* **GOAL OF THE EXERCISE**
Read the records below and report each line in which "over" occurs.

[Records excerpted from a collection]
━━━━━━━━━━━━━━━━━━━━

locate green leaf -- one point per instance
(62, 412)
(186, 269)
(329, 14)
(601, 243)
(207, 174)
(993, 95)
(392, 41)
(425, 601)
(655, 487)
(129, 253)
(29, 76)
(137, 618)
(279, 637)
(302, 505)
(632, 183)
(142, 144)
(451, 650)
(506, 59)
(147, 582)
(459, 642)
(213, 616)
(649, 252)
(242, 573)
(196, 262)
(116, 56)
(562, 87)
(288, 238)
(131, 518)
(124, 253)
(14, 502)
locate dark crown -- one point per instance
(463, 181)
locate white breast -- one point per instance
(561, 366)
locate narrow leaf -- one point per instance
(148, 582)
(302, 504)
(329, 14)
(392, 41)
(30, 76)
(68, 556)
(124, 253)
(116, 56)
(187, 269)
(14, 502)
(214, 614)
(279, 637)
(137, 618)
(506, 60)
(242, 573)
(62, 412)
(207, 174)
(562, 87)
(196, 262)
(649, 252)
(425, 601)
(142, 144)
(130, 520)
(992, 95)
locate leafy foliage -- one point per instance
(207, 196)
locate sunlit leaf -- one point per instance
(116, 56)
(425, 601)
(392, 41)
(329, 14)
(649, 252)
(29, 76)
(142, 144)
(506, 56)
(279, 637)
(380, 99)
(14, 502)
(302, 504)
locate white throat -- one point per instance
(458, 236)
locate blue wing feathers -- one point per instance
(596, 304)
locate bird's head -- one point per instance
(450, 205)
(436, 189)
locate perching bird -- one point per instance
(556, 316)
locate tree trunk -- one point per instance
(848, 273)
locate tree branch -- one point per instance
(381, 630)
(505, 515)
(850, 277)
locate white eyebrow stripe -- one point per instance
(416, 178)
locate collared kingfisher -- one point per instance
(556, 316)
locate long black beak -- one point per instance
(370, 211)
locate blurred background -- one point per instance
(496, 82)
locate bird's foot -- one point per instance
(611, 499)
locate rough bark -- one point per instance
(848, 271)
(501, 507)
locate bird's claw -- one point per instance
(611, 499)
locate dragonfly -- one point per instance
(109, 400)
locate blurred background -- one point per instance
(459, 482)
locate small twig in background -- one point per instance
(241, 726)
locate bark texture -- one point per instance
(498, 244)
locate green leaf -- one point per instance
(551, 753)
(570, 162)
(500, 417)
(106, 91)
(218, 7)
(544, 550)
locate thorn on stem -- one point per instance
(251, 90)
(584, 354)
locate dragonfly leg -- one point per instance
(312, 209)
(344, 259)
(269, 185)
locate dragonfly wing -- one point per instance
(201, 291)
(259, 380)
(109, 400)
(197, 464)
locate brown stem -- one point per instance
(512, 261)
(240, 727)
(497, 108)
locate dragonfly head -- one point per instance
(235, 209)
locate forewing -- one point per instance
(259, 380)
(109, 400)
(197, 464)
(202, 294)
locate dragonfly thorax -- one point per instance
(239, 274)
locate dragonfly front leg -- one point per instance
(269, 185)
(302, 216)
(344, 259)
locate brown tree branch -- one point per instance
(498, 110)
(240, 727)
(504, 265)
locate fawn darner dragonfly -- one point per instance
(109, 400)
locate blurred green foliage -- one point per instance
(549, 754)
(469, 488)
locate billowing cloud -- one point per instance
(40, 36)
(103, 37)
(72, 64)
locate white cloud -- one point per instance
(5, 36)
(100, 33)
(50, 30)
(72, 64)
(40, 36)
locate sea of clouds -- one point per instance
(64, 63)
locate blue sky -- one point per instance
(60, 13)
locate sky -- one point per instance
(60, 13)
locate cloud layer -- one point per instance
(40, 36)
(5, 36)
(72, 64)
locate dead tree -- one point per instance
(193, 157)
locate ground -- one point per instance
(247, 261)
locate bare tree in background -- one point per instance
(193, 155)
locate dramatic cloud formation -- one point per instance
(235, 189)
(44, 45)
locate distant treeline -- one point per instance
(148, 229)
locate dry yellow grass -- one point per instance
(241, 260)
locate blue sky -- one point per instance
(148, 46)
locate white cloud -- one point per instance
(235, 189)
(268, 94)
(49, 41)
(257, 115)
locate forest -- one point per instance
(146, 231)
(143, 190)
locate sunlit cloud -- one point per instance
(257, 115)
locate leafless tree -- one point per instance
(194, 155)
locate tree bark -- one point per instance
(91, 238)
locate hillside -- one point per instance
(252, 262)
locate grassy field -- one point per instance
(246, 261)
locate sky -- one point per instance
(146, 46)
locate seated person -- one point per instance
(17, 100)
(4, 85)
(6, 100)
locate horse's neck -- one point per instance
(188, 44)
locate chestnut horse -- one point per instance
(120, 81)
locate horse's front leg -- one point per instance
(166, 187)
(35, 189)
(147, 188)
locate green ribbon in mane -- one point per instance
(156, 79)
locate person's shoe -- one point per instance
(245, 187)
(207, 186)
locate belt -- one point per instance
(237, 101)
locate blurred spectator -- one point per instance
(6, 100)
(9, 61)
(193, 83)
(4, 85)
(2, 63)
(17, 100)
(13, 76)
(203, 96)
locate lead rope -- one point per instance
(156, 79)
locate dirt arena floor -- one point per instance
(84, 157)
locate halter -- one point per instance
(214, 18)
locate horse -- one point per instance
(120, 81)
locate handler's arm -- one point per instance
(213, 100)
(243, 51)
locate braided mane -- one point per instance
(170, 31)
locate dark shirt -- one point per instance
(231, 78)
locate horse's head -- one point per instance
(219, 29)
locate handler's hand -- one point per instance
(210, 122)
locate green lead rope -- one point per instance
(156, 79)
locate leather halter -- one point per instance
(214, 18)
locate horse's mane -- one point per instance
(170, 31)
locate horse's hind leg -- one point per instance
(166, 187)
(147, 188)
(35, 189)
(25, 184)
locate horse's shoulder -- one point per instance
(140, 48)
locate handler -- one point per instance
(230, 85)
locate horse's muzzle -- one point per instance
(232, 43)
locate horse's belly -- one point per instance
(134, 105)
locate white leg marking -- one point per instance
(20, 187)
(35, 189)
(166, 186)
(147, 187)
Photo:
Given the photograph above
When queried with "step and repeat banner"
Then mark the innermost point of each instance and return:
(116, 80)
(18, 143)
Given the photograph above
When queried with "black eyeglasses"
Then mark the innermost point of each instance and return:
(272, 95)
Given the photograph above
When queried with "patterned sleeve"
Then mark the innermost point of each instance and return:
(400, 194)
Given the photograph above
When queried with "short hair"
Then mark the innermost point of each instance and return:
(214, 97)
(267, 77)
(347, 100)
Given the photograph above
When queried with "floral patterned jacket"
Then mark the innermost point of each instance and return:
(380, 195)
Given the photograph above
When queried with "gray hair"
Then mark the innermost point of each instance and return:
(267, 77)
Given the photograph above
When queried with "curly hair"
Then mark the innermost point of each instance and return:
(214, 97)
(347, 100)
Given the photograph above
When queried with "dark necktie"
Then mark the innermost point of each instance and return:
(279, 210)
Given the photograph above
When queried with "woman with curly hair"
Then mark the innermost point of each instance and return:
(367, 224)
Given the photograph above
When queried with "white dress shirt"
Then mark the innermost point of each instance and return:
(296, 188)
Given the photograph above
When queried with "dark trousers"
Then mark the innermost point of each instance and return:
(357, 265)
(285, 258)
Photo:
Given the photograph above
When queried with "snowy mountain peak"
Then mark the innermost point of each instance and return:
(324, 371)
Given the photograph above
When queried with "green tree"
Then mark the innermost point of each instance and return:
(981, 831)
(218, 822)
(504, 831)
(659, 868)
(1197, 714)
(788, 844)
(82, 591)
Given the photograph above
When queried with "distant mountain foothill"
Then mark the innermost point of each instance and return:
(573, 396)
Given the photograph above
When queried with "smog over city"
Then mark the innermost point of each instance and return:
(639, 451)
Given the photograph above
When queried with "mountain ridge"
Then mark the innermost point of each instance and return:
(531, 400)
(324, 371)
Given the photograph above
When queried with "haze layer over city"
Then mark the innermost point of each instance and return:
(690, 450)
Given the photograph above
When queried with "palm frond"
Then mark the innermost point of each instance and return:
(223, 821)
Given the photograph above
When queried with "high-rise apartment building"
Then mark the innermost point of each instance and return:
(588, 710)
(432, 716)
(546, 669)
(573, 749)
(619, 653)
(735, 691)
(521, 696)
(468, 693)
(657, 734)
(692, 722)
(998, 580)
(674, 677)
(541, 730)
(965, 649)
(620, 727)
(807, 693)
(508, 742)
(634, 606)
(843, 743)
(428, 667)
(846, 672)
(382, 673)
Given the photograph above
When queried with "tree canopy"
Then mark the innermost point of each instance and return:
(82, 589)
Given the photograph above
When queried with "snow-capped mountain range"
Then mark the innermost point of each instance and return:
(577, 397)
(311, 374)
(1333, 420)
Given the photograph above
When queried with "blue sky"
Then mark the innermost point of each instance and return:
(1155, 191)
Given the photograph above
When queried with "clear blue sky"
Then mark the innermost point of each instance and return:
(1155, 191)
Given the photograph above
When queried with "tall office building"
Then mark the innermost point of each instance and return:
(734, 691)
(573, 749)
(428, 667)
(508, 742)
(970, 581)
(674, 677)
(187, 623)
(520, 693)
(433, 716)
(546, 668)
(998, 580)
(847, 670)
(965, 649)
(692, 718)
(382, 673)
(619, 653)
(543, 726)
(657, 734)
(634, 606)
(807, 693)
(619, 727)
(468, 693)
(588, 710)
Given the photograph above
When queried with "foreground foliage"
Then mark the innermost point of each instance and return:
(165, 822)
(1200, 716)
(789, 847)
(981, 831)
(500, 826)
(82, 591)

━━━━━━━━━━━━━━━━━━━━

* **YOUR RESPONSE**
When queried with "smog over city"
When queried with "haze layer over city"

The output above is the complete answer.